## START Records supplied

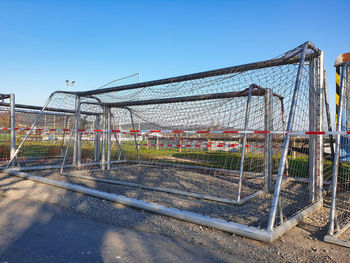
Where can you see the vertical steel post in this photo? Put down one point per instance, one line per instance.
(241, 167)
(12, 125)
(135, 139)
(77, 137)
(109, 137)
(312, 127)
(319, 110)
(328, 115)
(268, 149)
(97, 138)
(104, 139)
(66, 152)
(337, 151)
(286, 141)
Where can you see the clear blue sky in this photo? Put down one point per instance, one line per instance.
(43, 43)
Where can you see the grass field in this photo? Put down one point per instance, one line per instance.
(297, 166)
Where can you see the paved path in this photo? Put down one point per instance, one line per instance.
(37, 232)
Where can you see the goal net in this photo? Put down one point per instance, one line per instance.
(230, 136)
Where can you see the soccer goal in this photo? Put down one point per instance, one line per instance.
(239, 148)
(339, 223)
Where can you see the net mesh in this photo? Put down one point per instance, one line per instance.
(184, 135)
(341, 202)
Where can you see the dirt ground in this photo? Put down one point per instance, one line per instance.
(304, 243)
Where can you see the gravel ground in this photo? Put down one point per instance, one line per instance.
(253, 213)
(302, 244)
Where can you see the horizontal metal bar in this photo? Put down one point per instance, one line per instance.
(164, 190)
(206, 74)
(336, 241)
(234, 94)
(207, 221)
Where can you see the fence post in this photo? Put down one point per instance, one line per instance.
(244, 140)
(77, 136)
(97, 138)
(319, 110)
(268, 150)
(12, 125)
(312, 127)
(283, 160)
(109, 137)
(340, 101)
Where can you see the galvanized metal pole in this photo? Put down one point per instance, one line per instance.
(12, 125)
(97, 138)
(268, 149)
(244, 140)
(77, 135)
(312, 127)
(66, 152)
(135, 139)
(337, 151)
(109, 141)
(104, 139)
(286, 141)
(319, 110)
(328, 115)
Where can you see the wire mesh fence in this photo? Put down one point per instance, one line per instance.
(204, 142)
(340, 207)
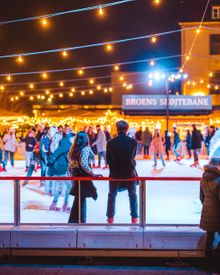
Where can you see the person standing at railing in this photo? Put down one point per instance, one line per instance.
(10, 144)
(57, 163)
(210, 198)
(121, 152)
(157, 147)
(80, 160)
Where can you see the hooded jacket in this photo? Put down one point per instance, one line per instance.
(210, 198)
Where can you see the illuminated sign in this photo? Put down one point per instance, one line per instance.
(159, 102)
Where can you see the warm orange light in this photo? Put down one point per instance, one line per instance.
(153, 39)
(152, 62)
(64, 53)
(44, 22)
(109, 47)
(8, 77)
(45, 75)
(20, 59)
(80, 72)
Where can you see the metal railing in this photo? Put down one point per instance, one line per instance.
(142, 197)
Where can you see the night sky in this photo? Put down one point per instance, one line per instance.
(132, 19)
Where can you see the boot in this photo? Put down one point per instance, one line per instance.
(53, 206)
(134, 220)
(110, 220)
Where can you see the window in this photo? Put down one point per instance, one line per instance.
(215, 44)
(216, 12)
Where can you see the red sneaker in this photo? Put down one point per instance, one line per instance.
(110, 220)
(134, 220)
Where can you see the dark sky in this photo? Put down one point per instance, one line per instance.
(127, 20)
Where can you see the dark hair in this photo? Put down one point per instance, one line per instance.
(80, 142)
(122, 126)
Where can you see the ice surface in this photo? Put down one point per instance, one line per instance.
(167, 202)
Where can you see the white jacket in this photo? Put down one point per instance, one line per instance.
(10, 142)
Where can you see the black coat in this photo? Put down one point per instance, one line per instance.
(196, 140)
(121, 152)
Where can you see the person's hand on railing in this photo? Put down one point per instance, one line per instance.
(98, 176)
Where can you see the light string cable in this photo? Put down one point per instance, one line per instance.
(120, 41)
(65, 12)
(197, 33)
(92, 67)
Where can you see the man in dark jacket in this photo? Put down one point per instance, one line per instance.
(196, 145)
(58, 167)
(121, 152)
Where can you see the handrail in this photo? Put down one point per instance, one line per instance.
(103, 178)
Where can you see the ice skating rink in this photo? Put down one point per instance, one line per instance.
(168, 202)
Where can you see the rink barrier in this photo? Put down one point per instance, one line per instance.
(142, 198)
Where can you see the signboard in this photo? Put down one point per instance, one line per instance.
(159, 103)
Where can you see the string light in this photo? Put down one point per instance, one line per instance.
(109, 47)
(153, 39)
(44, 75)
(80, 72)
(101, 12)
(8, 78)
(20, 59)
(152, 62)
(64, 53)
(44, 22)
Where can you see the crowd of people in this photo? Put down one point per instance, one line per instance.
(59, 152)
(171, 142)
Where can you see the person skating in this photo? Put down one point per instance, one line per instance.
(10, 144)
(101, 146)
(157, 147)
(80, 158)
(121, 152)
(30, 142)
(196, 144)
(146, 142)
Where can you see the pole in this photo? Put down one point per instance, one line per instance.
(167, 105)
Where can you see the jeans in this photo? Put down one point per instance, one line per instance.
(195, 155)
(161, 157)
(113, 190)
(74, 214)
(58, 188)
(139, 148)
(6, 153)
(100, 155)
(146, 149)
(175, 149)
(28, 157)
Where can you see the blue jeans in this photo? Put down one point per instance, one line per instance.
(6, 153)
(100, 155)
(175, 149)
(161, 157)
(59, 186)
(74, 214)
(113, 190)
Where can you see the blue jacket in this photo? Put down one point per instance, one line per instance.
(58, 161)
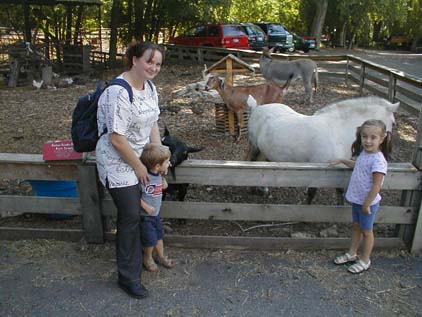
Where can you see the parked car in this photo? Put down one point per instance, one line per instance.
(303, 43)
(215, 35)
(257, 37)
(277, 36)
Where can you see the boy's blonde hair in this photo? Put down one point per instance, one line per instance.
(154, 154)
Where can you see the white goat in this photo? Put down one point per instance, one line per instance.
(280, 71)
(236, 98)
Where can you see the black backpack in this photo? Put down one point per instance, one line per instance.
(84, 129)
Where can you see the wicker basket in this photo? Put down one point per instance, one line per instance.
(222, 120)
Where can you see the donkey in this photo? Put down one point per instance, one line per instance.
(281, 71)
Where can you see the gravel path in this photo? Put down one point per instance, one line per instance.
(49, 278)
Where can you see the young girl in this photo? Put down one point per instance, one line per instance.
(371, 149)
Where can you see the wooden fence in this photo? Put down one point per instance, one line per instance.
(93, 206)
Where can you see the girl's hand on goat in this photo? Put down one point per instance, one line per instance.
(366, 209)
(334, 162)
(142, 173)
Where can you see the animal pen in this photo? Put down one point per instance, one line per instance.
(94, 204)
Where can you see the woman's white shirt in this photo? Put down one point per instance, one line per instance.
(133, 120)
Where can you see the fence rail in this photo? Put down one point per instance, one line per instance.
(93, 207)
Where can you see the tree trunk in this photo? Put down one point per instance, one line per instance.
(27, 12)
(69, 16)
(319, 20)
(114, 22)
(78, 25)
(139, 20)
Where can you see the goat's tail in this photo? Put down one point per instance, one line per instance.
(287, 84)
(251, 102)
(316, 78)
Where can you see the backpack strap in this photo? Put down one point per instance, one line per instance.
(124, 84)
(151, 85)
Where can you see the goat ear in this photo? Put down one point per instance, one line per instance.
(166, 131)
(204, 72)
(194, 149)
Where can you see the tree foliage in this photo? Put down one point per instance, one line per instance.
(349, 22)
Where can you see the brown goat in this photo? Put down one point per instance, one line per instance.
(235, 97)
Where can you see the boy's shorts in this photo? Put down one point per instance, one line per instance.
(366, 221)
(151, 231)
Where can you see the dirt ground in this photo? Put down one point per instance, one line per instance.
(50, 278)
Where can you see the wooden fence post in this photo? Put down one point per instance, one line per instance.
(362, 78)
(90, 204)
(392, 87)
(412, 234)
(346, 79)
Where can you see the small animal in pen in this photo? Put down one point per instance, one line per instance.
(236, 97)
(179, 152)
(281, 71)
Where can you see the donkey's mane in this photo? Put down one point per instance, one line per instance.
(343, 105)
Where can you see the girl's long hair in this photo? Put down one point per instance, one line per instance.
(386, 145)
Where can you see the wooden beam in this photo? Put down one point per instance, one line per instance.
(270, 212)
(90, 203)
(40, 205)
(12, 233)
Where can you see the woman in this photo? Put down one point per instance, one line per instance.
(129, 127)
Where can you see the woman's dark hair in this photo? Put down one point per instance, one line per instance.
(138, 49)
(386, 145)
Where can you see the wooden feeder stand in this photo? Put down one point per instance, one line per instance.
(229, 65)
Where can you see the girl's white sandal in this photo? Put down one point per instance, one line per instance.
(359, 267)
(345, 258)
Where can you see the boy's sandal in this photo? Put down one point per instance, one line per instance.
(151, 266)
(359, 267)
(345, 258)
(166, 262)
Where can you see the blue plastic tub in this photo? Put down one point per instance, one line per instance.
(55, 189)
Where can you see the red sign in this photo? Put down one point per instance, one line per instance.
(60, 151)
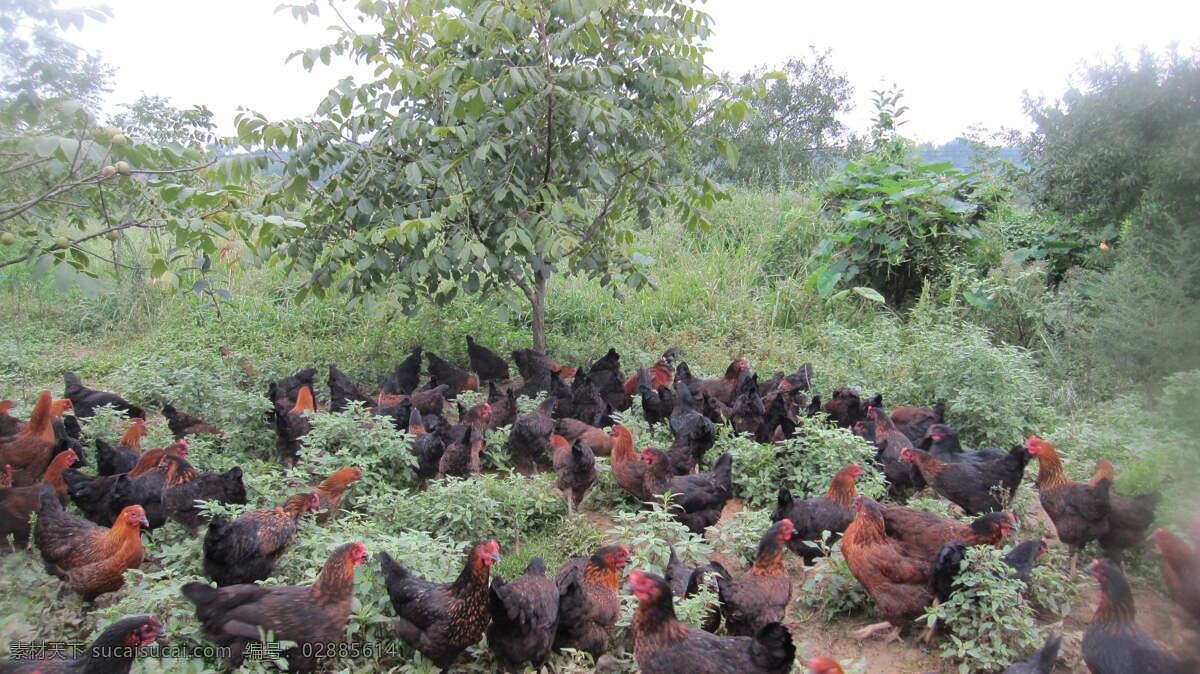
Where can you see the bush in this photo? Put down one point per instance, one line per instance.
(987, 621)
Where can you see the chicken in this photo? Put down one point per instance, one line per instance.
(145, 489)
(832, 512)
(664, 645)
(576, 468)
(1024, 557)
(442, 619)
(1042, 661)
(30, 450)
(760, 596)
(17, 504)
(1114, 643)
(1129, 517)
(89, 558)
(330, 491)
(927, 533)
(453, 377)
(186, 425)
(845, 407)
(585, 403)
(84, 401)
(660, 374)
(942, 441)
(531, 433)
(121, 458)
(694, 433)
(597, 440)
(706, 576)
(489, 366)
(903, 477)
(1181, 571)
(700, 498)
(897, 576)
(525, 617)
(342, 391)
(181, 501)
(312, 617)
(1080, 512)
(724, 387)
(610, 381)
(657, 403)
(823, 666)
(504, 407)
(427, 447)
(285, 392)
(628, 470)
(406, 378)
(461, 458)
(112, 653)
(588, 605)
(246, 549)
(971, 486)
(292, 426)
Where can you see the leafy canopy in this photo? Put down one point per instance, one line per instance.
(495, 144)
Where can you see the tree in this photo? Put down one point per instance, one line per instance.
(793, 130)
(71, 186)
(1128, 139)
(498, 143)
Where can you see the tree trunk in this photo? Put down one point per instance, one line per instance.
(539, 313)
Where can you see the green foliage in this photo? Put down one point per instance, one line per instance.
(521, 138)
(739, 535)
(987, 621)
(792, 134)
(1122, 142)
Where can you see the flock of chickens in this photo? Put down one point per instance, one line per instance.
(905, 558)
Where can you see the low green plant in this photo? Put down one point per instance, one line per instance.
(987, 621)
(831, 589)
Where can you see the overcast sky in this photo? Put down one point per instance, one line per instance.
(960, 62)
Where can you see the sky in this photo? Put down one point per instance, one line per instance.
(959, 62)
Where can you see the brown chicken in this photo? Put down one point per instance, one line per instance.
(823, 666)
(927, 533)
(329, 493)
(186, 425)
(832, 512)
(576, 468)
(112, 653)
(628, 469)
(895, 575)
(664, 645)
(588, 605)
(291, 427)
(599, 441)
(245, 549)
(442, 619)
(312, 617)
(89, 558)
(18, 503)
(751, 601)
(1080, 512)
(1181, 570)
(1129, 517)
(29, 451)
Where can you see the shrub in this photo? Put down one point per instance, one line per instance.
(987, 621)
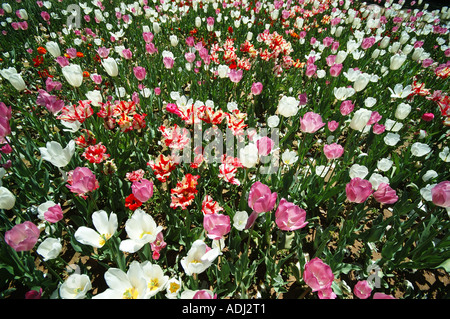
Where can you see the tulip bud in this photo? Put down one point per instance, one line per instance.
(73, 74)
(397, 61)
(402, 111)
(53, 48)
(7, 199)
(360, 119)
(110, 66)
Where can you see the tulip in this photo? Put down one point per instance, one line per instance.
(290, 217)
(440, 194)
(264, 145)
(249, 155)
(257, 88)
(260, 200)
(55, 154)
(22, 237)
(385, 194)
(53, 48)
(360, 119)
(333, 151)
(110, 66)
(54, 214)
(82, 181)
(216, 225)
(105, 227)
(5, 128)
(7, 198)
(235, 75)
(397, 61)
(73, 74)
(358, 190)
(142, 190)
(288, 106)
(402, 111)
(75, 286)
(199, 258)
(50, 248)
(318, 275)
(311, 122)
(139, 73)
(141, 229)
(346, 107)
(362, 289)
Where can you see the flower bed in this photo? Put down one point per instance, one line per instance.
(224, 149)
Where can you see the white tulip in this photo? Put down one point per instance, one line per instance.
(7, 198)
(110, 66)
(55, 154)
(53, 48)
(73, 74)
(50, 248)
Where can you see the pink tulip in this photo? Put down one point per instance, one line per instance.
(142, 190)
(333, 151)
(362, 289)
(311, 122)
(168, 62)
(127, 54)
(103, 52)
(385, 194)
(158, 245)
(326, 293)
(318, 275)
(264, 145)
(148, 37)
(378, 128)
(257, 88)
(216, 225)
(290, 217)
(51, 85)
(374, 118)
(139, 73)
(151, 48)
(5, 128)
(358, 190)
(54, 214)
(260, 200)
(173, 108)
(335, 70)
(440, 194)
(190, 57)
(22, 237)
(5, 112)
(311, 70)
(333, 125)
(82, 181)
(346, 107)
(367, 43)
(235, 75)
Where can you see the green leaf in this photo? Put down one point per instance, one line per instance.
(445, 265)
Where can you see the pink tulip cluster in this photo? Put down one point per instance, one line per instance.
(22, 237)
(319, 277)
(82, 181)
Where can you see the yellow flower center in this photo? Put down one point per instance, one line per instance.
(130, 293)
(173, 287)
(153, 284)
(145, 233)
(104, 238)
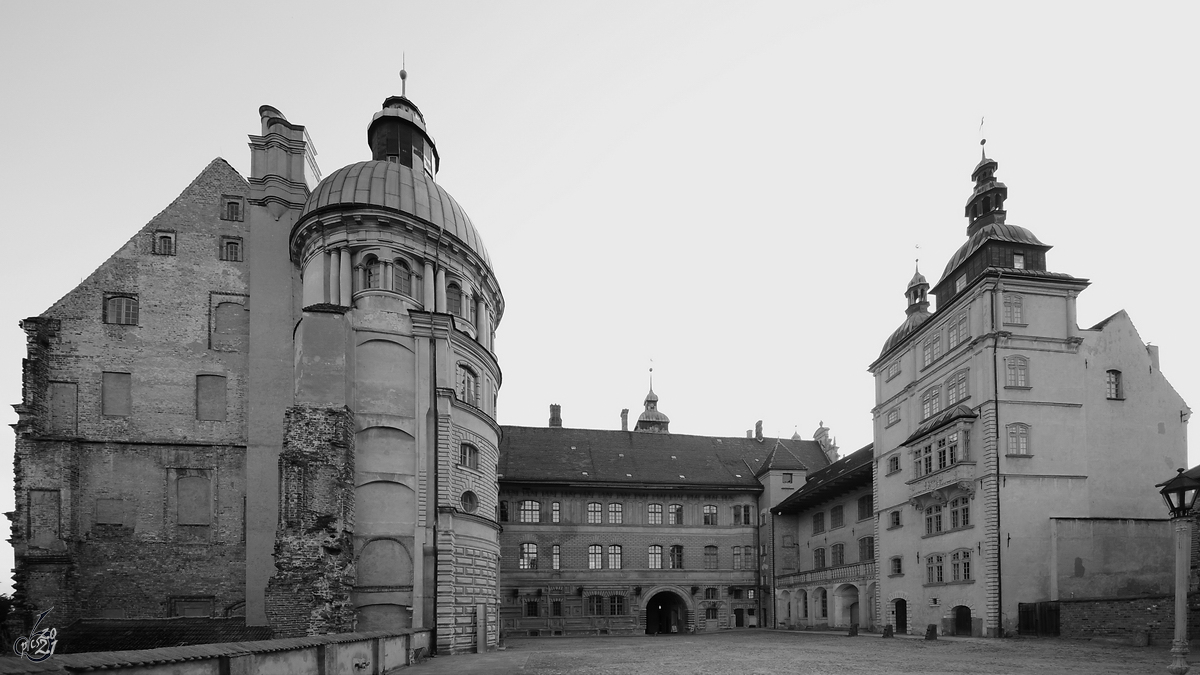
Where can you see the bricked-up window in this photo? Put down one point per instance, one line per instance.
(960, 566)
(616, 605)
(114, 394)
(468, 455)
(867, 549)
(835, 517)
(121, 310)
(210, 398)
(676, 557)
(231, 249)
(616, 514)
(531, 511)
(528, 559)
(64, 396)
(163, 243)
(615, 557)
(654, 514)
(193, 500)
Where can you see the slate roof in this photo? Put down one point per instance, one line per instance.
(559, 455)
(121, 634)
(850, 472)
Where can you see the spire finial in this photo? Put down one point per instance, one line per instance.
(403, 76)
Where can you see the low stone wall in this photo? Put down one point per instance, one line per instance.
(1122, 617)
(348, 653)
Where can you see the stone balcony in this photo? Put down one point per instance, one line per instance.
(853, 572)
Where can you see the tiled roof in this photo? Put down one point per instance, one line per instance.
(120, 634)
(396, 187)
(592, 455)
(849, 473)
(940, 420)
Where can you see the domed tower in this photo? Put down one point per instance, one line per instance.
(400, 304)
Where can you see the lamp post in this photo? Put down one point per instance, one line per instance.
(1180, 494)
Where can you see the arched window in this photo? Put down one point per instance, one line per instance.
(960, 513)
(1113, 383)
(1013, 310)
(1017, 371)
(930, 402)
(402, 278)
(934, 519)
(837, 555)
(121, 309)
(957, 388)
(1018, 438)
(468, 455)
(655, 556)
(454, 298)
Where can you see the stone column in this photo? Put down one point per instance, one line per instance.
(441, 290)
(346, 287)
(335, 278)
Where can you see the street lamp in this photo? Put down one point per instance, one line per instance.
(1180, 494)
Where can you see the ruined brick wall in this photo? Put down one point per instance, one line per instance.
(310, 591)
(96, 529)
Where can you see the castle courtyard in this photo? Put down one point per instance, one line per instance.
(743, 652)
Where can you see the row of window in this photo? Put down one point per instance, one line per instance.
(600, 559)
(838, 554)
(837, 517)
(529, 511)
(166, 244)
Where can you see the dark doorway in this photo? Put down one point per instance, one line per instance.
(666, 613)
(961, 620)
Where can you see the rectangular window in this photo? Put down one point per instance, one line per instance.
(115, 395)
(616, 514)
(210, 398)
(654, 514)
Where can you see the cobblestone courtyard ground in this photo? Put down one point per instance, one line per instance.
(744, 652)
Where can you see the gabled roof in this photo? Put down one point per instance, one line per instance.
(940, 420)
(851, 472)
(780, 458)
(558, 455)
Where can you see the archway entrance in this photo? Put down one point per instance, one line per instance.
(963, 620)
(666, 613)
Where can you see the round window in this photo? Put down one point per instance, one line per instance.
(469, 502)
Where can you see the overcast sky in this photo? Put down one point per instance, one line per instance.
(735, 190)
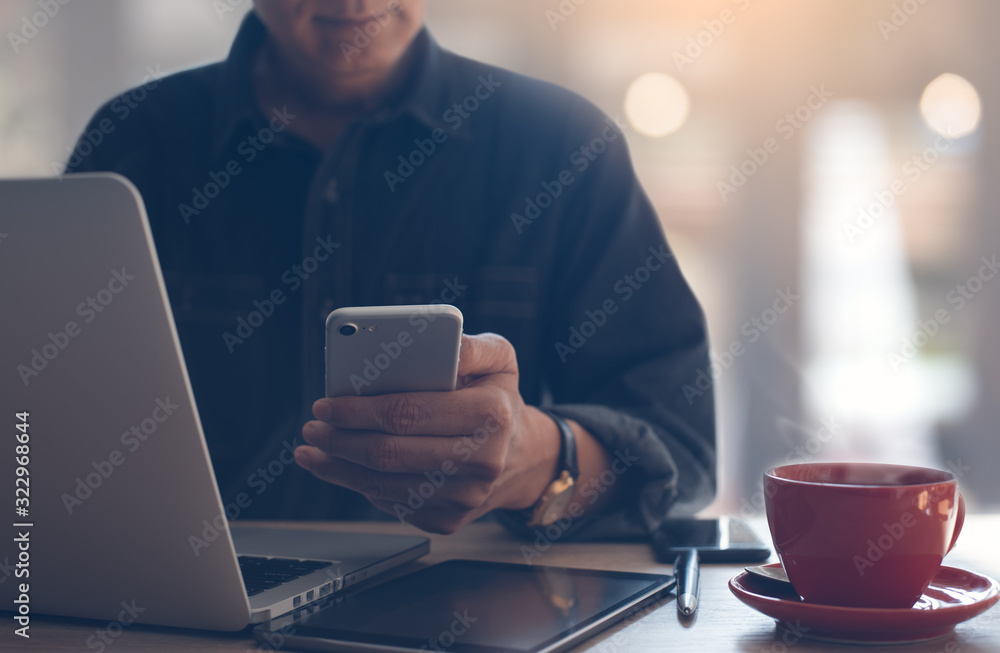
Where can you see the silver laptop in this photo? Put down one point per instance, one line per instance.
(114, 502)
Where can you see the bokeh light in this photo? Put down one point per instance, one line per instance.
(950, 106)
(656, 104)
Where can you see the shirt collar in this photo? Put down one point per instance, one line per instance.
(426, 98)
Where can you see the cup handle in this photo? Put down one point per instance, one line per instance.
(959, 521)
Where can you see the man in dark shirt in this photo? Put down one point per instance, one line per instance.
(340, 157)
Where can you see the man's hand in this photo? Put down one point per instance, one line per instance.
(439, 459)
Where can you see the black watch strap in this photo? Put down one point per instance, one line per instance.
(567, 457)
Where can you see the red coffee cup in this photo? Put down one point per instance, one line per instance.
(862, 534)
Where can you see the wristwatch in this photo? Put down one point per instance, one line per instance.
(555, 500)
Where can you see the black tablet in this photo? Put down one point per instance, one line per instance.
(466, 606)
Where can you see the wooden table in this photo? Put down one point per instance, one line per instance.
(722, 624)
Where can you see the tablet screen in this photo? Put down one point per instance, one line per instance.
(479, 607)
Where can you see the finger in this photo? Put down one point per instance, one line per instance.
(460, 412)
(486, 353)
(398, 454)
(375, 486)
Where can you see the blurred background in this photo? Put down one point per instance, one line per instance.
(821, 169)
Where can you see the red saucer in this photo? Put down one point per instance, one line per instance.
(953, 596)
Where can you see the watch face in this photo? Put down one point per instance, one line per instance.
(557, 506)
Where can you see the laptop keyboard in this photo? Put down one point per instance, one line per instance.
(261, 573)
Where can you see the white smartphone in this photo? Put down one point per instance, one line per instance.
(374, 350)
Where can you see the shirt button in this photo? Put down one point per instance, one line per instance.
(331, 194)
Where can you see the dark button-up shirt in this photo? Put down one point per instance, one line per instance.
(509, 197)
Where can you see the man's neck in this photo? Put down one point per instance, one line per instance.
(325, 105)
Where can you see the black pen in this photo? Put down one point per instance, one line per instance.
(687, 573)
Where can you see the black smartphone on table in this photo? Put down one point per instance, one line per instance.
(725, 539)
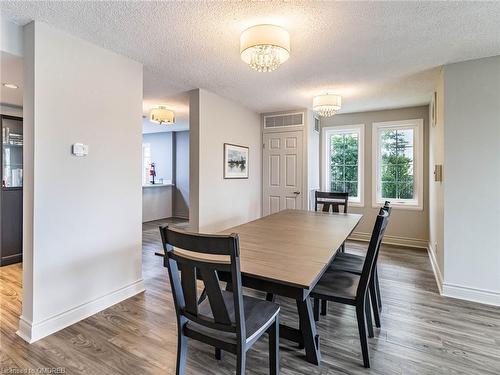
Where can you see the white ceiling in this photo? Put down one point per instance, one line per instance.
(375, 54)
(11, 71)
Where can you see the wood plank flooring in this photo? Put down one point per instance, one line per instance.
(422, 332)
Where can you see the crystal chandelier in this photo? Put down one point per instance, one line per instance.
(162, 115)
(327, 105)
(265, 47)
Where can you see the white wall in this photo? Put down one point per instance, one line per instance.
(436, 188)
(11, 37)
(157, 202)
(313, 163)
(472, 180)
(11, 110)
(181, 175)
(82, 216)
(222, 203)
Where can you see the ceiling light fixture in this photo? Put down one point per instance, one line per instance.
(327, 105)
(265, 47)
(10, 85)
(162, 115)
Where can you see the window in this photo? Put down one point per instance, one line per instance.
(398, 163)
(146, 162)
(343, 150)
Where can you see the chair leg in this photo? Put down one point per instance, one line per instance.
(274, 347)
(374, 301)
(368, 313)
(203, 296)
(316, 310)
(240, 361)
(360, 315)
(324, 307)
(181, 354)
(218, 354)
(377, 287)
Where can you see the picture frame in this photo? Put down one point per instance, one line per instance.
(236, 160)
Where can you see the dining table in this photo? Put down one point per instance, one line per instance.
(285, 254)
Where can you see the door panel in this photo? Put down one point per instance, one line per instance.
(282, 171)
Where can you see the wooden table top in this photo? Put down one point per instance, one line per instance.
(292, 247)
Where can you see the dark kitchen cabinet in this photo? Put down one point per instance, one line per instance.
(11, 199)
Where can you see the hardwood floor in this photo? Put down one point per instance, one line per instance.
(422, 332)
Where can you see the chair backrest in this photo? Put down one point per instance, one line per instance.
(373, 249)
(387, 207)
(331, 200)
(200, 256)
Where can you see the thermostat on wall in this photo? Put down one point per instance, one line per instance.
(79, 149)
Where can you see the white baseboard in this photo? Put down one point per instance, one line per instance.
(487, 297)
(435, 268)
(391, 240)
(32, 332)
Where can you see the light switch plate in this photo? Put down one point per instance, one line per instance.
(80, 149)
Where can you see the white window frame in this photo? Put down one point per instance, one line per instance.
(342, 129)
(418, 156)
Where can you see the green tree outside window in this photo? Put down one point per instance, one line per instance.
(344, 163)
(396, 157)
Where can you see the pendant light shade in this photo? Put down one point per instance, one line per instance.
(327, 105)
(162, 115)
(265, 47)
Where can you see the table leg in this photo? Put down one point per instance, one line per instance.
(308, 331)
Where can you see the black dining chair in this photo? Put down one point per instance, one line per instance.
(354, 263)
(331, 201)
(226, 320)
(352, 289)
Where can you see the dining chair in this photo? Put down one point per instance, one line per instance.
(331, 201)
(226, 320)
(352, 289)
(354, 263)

## END Records supplied

**Problem requirements:**
Reproduce the lines above without any change, from the line that contains "Where can you see the dining chair" through the end of the records, both included.

**Problem solution:**
Where can you see the dining chair in this photo? Put down one point per instance, one line per instance.
(331, 201)
(226, 320)
(352, 289)
(354, 263)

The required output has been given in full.